> What you should do: Word for word, return the lines below from the first through the line that has "Target: railing vertical bar", dropping the pictures.

> Provided data:
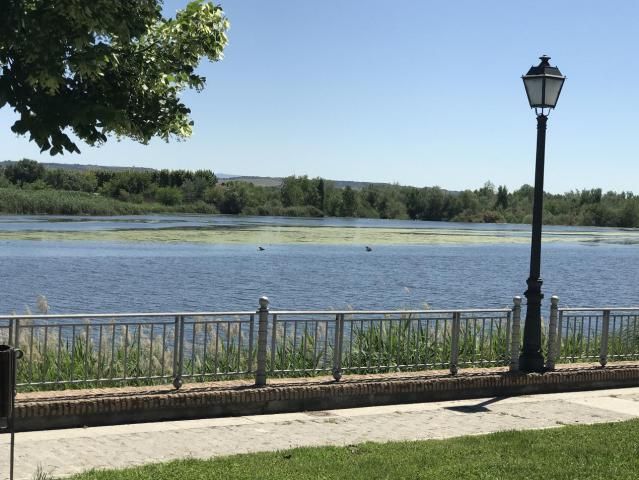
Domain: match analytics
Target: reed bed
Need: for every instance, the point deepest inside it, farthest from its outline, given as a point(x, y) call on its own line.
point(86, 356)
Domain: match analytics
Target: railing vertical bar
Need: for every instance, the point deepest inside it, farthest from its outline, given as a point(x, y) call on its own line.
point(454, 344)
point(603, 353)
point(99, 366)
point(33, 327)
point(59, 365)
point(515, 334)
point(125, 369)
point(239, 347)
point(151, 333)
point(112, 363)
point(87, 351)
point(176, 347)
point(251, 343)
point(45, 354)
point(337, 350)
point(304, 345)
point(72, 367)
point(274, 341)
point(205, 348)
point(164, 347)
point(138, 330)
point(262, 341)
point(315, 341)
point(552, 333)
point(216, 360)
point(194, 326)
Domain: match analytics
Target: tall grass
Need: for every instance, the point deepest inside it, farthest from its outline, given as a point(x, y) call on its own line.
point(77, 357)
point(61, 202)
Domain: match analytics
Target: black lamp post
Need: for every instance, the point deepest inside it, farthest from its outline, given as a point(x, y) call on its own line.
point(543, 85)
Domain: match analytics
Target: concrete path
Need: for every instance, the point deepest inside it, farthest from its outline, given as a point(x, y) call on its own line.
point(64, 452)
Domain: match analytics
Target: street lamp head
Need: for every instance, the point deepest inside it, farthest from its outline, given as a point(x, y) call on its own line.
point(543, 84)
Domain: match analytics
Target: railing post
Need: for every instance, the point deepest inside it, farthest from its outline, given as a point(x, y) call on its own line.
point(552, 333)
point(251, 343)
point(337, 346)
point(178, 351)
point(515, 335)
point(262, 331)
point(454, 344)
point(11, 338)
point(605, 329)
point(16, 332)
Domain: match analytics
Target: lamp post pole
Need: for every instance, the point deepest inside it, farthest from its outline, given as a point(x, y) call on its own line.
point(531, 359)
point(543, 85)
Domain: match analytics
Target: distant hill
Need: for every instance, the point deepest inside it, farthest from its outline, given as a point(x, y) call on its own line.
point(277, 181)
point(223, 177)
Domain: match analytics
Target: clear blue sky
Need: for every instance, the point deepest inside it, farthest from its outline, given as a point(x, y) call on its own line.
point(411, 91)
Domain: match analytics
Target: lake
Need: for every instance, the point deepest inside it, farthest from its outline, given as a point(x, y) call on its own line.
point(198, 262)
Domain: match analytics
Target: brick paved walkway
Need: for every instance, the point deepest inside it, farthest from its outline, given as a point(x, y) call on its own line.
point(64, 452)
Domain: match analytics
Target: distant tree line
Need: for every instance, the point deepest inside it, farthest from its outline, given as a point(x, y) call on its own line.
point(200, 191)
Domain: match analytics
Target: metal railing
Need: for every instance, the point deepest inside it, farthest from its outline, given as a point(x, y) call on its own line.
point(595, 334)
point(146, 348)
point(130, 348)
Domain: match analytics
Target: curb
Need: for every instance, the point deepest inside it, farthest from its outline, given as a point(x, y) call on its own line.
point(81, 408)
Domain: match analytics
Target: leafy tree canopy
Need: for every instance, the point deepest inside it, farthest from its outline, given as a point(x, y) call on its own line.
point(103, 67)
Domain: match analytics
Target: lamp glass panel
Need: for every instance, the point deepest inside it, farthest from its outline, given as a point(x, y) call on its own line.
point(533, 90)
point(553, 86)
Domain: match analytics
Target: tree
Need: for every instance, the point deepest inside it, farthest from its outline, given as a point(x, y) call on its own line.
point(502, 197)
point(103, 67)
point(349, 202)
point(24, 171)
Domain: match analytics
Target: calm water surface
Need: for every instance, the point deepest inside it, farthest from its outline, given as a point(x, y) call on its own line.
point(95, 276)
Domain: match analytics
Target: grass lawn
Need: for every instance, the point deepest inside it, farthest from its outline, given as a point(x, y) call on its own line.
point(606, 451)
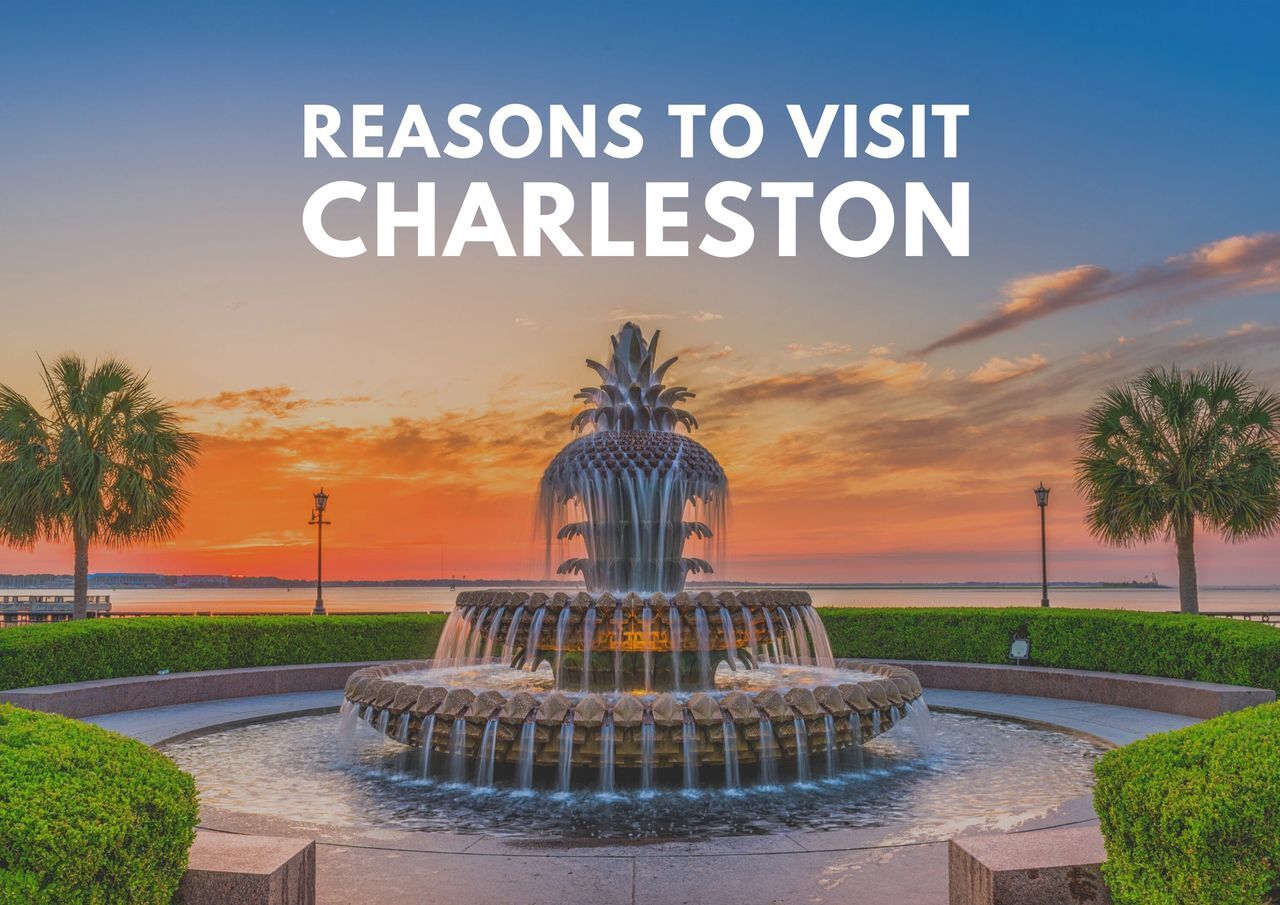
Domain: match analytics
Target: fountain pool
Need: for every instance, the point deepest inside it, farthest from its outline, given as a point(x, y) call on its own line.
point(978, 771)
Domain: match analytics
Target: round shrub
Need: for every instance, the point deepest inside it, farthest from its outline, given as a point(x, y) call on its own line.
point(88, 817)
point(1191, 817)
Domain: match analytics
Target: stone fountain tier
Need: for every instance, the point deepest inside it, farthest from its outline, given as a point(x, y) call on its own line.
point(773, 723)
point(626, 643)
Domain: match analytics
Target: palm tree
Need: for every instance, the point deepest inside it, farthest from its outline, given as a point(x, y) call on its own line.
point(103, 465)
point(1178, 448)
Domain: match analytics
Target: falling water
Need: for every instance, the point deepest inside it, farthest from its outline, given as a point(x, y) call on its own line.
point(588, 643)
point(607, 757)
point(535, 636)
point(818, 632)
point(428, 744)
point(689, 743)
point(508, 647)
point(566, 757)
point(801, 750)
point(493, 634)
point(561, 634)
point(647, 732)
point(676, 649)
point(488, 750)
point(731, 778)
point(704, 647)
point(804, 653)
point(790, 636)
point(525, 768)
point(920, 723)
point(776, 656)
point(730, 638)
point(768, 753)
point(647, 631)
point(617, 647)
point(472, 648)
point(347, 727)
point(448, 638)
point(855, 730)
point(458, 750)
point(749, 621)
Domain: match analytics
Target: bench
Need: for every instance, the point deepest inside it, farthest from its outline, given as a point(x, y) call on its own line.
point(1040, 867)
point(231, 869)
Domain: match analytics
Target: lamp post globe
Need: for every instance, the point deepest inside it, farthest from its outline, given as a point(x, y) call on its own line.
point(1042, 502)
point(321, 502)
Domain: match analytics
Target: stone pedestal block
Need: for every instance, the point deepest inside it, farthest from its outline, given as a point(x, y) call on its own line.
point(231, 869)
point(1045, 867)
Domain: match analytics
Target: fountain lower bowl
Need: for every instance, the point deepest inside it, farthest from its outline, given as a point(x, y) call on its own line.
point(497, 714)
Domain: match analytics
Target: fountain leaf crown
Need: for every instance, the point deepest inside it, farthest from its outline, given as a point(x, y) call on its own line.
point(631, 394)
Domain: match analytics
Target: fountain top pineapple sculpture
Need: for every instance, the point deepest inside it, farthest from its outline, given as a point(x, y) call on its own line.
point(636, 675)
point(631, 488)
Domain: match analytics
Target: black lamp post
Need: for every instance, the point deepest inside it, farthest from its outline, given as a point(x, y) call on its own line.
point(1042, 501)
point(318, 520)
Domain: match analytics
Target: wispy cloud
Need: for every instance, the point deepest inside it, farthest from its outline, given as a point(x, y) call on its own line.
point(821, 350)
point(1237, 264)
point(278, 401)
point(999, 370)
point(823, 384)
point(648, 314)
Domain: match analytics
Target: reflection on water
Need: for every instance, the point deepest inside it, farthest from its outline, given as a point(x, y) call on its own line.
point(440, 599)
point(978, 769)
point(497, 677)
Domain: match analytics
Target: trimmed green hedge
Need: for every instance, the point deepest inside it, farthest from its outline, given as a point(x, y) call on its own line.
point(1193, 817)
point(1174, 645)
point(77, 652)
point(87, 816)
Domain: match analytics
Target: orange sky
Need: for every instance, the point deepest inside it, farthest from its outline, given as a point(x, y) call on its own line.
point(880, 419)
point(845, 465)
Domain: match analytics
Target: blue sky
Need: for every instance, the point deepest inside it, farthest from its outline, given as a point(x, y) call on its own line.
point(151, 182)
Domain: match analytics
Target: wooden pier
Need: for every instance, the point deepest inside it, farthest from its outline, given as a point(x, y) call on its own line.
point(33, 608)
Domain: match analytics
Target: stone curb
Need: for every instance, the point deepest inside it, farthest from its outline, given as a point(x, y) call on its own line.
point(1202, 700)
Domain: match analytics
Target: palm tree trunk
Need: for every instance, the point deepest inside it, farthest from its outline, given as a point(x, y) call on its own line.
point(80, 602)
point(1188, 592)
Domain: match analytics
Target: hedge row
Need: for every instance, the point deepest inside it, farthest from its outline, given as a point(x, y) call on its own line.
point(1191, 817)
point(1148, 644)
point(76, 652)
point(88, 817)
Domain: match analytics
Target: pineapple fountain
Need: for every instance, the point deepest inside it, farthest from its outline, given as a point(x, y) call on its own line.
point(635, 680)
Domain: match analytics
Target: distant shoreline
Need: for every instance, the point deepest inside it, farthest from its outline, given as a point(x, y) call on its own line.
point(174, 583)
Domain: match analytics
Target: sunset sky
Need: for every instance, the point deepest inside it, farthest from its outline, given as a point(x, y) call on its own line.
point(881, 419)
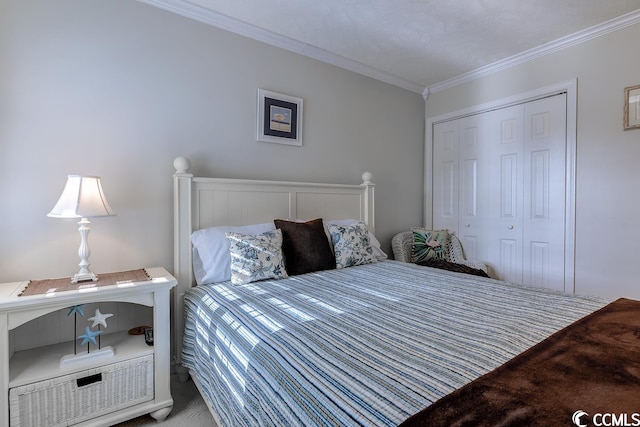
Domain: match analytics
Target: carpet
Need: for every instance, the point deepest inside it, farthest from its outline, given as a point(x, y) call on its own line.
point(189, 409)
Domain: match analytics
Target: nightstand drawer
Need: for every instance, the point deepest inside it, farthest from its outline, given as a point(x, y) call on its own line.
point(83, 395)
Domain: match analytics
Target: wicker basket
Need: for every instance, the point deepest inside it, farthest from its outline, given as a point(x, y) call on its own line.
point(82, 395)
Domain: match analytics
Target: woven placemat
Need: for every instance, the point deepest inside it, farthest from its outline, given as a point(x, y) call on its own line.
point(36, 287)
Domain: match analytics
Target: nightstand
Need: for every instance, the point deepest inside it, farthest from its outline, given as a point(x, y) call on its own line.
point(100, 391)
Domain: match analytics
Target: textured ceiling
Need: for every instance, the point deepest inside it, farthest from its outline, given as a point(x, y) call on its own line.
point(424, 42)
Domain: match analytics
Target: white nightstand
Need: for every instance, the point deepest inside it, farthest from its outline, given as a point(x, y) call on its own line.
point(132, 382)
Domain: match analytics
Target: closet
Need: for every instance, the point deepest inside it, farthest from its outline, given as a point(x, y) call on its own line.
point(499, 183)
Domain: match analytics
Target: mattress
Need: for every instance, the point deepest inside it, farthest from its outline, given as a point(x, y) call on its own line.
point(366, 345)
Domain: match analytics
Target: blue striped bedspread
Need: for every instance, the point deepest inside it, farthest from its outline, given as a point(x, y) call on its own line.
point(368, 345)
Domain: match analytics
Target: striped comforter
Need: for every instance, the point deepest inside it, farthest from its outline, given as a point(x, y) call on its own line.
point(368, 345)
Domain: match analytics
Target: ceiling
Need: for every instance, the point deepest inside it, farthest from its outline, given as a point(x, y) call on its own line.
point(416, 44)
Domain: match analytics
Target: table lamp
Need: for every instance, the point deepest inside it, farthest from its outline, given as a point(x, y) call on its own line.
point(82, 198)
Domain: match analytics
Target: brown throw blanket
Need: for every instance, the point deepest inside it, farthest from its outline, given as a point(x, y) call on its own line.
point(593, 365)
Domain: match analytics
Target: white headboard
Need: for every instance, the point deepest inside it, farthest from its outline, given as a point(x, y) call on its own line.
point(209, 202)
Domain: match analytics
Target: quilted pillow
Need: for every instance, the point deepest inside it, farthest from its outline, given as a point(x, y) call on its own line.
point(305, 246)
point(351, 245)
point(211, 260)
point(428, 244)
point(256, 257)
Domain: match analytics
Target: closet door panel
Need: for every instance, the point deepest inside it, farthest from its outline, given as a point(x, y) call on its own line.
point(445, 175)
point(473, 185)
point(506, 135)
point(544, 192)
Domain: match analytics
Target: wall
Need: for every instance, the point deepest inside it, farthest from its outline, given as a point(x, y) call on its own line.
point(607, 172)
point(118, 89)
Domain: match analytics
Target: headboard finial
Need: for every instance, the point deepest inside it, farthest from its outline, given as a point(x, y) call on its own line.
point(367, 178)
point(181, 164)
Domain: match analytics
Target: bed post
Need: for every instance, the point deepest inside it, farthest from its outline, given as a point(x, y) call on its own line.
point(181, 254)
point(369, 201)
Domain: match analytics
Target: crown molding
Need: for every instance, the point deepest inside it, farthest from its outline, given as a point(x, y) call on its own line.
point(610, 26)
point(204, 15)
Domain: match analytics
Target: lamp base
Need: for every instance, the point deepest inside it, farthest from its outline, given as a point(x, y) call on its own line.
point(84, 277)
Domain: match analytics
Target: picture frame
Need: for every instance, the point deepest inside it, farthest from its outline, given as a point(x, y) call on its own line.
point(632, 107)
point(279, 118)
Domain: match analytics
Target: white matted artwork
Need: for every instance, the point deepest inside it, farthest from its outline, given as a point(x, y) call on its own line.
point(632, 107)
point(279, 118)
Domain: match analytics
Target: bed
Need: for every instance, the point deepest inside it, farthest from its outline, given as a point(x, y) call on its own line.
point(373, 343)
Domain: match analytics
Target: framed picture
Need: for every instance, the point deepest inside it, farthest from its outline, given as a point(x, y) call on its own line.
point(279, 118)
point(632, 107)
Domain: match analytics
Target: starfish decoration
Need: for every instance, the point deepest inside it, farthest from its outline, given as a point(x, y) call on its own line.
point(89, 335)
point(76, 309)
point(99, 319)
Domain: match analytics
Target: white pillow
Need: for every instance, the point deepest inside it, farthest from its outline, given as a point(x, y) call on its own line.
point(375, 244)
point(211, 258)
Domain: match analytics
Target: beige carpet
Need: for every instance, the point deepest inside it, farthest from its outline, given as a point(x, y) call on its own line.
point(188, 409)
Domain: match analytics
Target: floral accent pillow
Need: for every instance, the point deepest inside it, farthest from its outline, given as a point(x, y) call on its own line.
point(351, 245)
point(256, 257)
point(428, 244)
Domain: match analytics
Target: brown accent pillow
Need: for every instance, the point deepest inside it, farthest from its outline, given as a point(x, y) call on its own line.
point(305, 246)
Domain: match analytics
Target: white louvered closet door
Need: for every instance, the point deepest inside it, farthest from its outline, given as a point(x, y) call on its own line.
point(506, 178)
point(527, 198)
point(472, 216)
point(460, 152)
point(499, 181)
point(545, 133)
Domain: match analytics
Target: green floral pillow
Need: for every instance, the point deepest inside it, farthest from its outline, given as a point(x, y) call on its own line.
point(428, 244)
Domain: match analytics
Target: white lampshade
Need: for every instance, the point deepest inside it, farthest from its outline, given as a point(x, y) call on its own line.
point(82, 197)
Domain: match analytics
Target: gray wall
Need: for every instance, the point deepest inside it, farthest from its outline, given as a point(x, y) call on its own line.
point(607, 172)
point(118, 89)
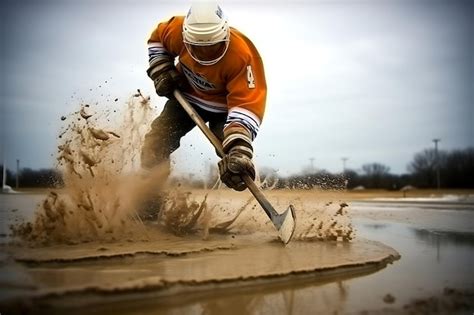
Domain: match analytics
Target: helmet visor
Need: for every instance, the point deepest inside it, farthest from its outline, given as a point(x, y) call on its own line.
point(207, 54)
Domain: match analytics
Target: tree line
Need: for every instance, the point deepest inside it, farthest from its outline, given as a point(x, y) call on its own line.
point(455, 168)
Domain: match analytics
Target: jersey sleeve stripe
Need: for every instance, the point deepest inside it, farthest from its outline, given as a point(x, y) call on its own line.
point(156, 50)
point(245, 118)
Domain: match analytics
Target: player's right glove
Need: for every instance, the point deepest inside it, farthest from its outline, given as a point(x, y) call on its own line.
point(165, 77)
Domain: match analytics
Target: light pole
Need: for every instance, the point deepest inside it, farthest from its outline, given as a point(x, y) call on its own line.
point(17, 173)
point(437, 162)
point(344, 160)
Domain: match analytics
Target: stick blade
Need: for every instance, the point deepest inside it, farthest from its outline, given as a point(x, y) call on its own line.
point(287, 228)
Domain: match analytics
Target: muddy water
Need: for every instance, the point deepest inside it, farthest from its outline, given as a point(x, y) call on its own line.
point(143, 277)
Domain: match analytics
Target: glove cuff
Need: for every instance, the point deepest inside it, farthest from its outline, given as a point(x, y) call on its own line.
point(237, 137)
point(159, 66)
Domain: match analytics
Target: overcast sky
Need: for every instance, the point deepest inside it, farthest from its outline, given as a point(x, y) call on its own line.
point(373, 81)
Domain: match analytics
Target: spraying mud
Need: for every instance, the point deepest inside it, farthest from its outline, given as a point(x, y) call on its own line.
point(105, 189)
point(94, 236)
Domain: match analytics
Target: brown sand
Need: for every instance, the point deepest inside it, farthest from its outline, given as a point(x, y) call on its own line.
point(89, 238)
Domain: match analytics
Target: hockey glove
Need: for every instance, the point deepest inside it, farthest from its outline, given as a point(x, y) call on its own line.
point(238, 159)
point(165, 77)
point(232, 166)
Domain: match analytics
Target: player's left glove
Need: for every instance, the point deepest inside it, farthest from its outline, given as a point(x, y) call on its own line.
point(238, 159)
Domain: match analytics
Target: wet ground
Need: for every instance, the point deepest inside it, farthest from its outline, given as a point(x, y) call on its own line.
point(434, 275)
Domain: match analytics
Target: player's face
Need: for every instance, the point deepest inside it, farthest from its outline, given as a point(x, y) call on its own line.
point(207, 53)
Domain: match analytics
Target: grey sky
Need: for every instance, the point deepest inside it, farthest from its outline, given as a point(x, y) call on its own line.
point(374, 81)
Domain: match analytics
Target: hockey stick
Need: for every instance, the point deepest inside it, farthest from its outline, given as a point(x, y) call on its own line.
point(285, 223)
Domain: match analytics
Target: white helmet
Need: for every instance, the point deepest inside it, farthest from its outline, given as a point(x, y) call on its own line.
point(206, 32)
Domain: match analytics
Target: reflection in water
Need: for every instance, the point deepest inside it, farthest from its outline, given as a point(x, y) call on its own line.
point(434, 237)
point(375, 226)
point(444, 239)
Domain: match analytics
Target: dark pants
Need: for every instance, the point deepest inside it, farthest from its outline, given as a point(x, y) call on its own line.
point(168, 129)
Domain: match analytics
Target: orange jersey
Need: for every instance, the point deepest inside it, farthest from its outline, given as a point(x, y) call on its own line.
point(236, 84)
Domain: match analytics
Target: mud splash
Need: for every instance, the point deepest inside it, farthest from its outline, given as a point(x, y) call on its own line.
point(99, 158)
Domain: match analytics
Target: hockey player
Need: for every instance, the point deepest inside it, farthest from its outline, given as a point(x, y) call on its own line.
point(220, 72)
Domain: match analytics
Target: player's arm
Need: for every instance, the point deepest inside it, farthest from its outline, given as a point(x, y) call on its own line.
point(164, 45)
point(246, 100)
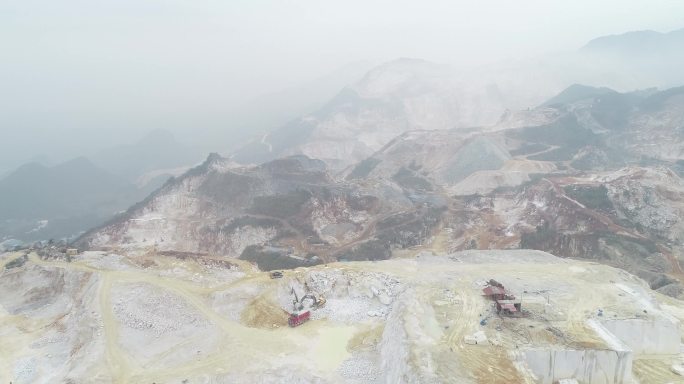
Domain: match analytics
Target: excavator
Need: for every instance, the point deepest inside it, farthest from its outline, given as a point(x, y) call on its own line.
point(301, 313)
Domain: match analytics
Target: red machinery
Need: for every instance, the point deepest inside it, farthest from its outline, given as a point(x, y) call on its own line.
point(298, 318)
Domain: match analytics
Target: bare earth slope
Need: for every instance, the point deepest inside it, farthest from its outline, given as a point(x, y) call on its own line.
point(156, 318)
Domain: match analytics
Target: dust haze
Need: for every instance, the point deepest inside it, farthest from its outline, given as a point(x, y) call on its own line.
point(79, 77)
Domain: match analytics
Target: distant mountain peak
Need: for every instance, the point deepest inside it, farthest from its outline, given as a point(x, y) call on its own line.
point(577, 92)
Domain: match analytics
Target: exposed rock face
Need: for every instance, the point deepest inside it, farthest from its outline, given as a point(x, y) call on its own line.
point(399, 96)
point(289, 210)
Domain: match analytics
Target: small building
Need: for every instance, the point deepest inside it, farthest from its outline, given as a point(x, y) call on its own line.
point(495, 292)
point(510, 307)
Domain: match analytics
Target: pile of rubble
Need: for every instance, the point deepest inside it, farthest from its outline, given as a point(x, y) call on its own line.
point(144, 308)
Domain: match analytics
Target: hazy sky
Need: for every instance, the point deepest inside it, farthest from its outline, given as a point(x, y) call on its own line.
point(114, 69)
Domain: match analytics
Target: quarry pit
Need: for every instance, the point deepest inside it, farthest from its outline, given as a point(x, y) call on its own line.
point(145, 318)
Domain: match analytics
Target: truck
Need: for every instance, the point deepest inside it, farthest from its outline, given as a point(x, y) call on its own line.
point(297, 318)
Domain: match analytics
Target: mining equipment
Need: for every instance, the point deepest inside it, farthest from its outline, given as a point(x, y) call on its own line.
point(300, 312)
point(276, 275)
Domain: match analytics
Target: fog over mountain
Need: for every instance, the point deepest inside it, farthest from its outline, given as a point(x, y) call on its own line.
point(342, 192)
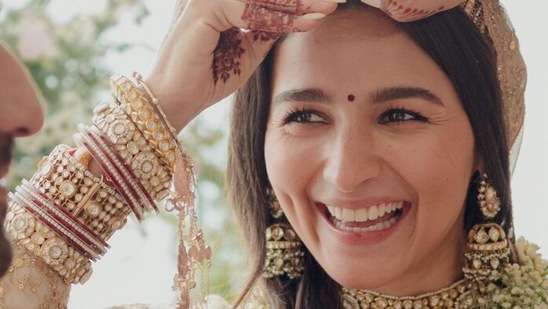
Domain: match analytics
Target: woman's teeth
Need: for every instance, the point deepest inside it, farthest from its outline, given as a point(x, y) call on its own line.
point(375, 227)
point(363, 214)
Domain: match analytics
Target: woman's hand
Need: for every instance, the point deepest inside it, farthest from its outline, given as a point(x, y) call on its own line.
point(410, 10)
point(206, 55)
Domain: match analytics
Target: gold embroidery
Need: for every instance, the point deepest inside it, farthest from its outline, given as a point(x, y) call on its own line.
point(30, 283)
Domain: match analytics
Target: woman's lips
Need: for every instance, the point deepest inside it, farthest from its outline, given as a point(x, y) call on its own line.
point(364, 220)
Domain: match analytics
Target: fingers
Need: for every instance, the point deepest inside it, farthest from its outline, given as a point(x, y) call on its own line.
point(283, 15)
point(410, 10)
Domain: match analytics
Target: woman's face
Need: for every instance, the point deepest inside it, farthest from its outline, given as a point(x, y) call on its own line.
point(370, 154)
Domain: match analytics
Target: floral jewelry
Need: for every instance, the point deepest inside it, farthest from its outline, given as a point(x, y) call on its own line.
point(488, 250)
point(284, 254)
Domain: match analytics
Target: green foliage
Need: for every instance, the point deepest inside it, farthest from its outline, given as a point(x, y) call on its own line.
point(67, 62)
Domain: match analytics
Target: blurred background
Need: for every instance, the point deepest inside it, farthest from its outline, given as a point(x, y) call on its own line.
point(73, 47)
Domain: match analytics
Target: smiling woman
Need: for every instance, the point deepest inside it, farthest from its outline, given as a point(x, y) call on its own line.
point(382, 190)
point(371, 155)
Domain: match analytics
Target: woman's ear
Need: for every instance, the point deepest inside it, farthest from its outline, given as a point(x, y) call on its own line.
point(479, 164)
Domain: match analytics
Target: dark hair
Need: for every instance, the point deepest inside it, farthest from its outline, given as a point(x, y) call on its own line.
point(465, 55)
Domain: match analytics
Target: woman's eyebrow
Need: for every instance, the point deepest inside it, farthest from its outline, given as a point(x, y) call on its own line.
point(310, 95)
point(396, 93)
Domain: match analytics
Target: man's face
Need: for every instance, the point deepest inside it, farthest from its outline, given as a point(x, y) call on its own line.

> Response for this exercise:
Domain: match analytics
Target: reed bed
Need: for every instance, the point deepest inside it, farthest from its outline, given as a point(x, y) call on its own line.
point(86, 356)
Domain: match analytics
Target: railing vertical bar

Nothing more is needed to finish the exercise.